» **PROVIDED DATA**
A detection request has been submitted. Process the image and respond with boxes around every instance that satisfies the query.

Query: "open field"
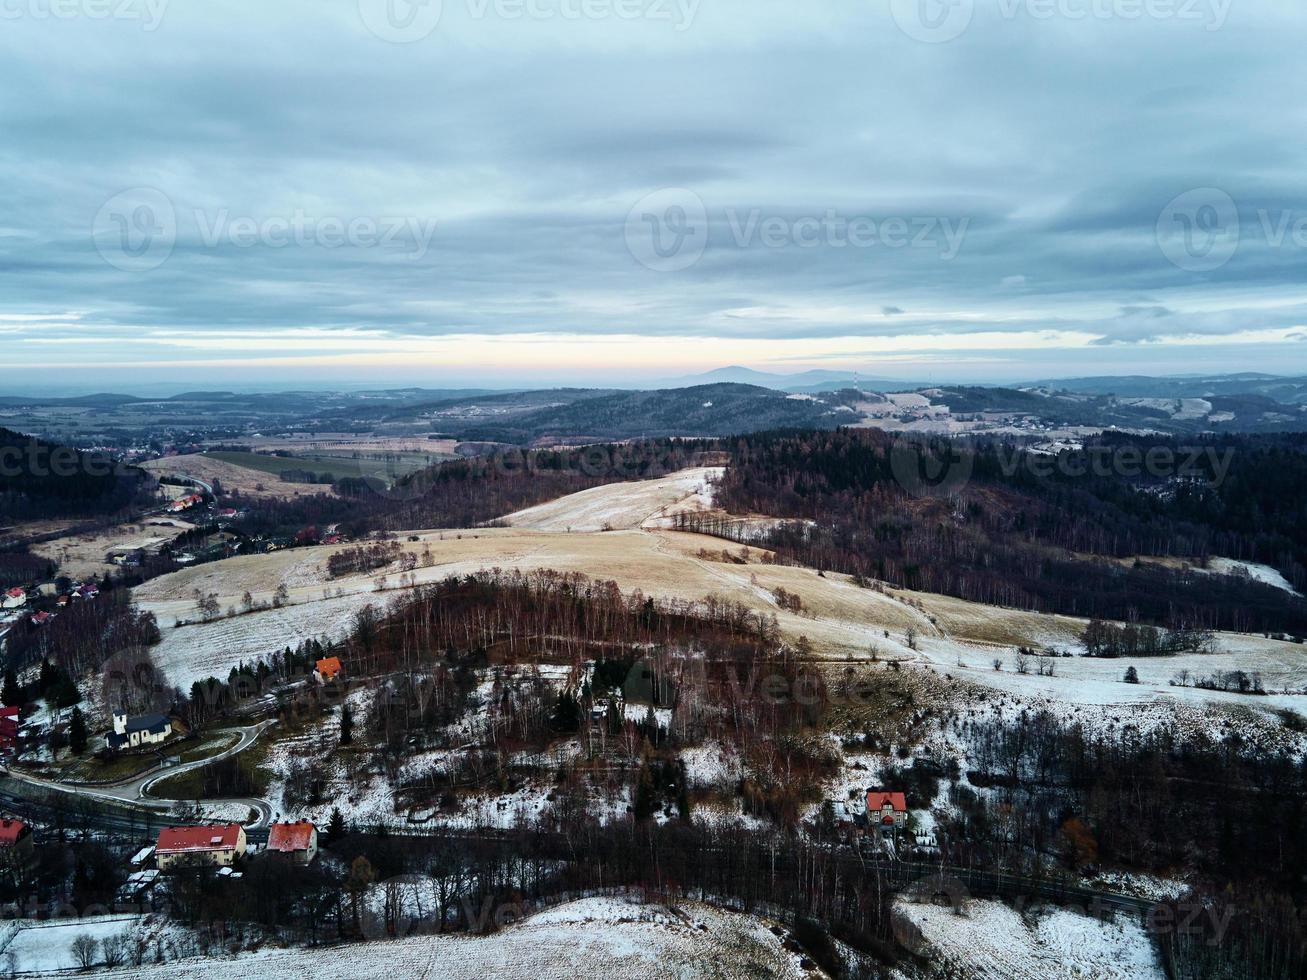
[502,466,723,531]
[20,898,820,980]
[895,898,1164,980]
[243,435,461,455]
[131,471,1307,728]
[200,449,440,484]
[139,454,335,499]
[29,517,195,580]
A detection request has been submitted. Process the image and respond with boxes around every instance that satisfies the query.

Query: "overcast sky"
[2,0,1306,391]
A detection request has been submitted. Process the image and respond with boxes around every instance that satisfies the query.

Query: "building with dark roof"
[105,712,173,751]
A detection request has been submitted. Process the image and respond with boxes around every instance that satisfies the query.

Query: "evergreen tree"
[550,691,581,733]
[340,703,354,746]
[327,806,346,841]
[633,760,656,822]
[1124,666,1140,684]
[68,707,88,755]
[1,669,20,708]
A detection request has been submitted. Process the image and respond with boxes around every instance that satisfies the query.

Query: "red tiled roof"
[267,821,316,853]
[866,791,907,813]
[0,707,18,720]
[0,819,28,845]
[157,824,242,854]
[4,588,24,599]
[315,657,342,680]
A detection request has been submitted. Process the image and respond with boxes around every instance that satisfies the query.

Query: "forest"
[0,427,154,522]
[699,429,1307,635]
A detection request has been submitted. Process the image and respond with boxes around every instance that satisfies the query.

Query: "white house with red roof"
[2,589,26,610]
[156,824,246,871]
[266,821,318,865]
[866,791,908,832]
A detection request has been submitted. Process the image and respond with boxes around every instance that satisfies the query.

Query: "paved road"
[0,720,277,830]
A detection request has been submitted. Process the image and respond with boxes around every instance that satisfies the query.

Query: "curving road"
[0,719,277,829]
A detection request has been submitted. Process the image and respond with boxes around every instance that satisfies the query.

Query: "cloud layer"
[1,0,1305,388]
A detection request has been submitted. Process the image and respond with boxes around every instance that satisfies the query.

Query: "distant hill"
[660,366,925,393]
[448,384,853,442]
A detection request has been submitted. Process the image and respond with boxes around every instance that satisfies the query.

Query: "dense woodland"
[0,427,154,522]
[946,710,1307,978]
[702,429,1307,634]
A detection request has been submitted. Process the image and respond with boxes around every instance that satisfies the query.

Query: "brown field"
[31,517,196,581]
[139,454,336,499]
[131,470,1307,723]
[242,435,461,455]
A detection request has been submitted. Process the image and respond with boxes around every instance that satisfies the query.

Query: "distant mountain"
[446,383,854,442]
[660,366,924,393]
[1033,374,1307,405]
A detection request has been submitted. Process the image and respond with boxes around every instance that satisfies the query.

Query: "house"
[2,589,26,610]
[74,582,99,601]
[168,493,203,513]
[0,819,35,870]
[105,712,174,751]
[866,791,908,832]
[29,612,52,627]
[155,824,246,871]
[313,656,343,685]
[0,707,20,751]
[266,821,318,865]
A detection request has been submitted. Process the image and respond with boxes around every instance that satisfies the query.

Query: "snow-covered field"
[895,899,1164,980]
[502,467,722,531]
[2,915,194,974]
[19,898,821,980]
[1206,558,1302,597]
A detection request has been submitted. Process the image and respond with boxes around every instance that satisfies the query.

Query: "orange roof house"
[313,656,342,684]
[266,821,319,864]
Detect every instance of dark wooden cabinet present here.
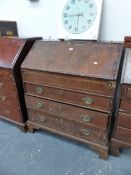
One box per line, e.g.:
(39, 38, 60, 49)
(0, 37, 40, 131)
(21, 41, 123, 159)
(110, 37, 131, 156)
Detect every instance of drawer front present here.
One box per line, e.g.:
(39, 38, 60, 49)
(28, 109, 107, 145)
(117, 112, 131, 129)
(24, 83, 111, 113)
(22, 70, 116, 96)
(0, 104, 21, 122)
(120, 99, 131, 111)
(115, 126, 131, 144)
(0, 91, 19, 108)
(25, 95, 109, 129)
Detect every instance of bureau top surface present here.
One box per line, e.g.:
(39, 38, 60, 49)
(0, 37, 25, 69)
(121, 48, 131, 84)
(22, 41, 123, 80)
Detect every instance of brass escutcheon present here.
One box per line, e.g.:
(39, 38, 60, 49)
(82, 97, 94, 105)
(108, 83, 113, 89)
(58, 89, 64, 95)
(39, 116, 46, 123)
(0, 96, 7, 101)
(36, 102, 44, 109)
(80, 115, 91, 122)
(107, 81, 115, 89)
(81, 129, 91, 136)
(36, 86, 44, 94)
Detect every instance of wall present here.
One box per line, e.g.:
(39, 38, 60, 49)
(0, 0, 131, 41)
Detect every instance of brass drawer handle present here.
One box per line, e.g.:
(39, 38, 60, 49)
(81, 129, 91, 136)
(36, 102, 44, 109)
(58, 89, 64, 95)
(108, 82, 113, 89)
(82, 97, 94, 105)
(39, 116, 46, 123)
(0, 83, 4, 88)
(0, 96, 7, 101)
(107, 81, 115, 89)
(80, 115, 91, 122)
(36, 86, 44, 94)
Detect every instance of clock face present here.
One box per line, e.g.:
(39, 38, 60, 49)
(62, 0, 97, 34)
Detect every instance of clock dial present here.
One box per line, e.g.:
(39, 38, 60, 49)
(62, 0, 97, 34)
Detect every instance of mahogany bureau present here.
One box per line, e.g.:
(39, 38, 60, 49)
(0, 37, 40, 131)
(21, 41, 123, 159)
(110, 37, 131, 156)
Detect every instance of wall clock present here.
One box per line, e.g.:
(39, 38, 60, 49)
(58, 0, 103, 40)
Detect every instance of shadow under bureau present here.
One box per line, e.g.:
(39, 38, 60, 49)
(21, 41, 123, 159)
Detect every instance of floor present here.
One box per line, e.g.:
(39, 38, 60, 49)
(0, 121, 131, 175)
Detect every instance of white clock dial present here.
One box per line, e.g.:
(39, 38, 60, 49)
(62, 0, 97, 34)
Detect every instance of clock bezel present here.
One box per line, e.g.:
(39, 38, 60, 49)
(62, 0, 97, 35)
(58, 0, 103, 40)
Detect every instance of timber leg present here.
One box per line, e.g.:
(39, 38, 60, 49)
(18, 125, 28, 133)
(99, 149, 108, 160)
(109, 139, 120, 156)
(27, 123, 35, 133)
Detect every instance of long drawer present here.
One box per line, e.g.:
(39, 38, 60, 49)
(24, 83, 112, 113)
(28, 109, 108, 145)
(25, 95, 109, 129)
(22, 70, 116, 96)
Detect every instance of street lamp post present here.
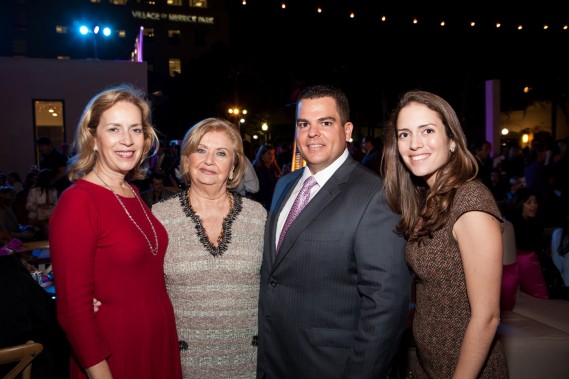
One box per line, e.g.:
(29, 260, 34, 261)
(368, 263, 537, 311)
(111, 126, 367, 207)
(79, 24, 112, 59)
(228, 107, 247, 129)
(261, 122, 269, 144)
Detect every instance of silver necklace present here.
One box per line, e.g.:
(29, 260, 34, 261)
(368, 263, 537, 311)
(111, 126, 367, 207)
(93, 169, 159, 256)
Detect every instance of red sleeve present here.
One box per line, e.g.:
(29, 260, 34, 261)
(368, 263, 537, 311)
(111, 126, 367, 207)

» **TASK INSTRUCTIONS**
Copy out every line from the records that has the word "wall".

» **EXERCISE OUTPUT**
Detect every instance of wall present here.
Detect every instance of wall clock present here.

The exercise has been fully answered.